__Texte source__.
'''

Le comte Holck restait néanmoins le favori du roi, qui l'accompagnant dans toutes ses beuveries. Struensee comprit qu'il lui faudrait en passer par lui s'il voulait gagner l'entière confiance du souverain. En mai 1769, le médecin fut nommé conseiller d'État, progressant ainsi à grands pas dans l'ordre hiérarchique du royaume. On a pu démontrer ultérieurement que Struensee noua avec la reine une relation sentimentale. Elle tomba alors enceinte, de ses œuvres selon la rumeur de l'époque et l'historien danois Svend Bech Cedergreen (1920-2007), encore qu'il soit difficile d'établir avec une totale certitude la paternité de l'enfant qu'elle mit au monde, la princesse Louise Augusta de Danemark[6].
Au début de l'année 1770, Struensee fut nommé secrétaire du cabinet de la reine Caroline Mathilde et lecteur du roi Christian VII. Il n'existe aucun élément qui indiquerait qu'il ait cherché à exercer une influence sur la cour pour obtenir une charge politique[7], mais c'est sans doute à partir de cette époque que germa dans son esprit l'idée d'occuper des fonctions en vue.

'''

__Items présentés__.
'''

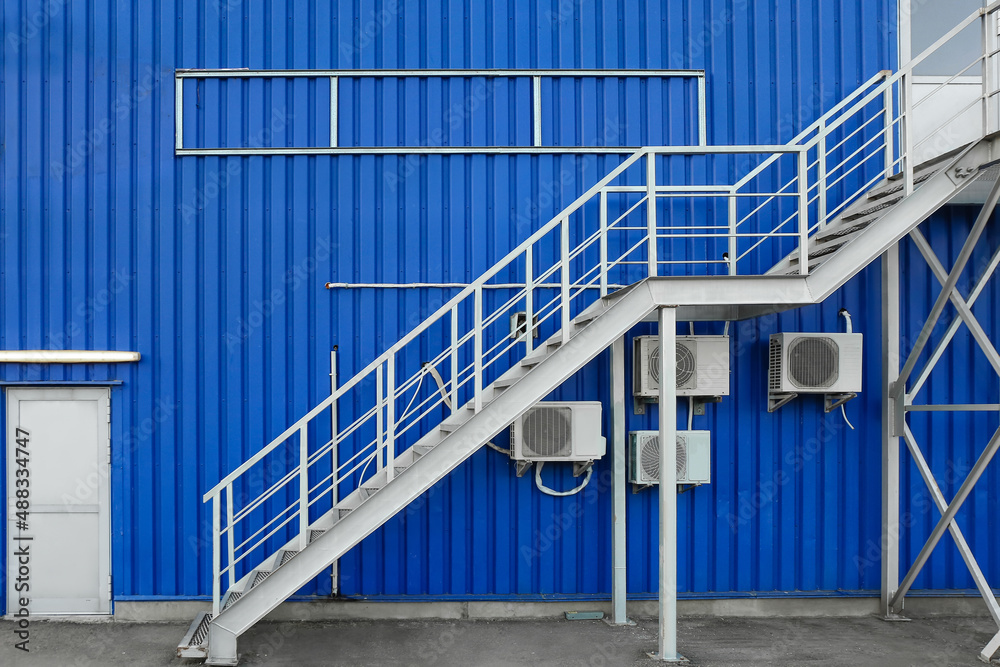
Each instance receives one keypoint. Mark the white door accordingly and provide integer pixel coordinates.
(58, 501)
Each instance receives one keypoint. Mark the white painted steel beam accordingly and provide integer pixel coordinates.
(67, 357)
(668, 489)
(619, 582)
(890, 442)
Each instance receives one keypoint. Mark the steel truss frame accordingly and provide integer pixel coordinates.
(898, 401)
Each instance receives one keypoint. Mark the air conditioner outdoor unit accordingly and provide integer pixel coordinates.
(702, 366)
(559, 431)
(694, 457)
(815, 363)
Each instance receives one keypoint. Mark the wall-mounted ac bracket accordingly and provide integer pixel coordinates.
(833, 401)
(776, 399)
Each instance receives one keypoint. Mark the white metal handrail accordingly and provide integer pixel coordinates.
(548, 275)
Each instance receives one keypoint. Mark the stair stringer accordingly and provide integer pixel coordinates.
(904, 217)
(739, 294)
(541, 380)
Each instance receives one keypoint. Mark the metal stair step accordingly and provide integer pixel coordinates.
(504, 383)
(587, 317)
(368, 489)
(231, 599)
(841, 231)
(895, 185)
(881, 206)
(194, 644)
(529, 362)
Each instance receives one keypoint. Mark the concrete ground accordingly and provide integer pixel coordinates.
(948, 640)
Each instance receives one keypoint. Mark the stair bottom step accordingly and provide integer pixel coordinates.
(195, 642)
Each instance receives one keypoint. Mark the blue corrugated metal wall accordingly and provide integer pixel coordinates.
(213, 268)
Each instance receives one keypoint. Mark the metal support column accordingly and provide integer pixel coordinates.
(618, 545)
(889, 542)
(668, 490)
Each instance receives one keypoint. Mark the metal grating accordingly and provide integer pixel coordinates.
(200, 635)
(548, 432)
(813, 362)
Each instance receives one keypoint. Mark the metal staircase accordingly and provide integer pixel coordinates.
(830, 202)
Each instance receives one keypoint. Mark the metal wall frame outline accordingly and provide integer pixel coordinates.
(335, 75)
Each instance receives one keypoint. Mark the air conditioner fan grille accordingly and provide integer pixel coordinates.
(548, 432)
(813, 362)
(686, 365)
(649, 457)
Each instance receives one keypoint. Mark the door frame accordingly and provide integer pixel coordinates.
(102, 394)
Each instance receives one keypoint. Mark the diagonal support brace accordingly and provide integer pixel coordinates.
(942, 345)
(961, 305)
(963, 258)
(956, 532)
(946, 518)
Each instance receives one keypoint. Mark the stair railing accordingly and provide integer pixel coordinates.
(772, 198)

'''

__Consigne 1__. Dans le texte sur Struensee, à quel poste est-il nommé en mai 1769 ?
__Consigne 2__. Poursuivez le texte sur Struensee après sa dernière phrase.
Vous n'avez pas besoin des items.

__Réponse 1__. Il est nommé conseiller d'État.

__Réponse 2__.
Durant l'été 1770, le roi et sa suite se déplacèrent dans le duché de Holstein, où Struensee réussit à mettre le comte Holck sur la touche en obtenant qu'Enevold Brandt fût réintégré dans l'entourage royal. Assesseur à la cour, ce personnage avait, en 1768, adressé au roi une lettre dans laquelle il le mettait en garde contre l'ascendant délétère exercé sur lui par son compagnon de débauche ; ce courrier lui avait valu, cette même année, d'être démis de ses fonctions et de tomber en disgrâce. Il se lia cependant d'amitié avec Struensee, lequel entrevit la possibilité d'en faire le nouveau favori du roi. Avec l'appui de la reine, il réussit à évincer Holck au profit de Brandt. Struensee marchait ainsi sur les brisées de Bernstorff, en plaçant auprès du roi "un ministre des divertissements", capable d'étancher sa soif d'excès et de détourner son attention des affaires gouvernementales et des intrigues de personnes dont la cour était le théâtre.
Pour le médecin royal, il fallait devait cependant se débarrasser également de Bernstorff. Sa fonction de ministre des affaires étrangères à laquelle équivalait son titre de président de la chancellerie allemande représentait la charge la plus éminente au sein du gouvernement danois et c'était lui qui, par ailleurs, définissait en majeure partie la politique du royaume : Struensee devait donc l'évincer s'il voulait devenir l'homme de confiance du roi. L'occasion lui en fut donnée le 15 septembre 1770, avec la déroute totale de la flottille de guerre que le ministre avait envoyée pour mener une action punitive contre les pirates algériens, qui avaient multiplié en Méditerranée les attaques contre des navires de commerce européens, notamment danois.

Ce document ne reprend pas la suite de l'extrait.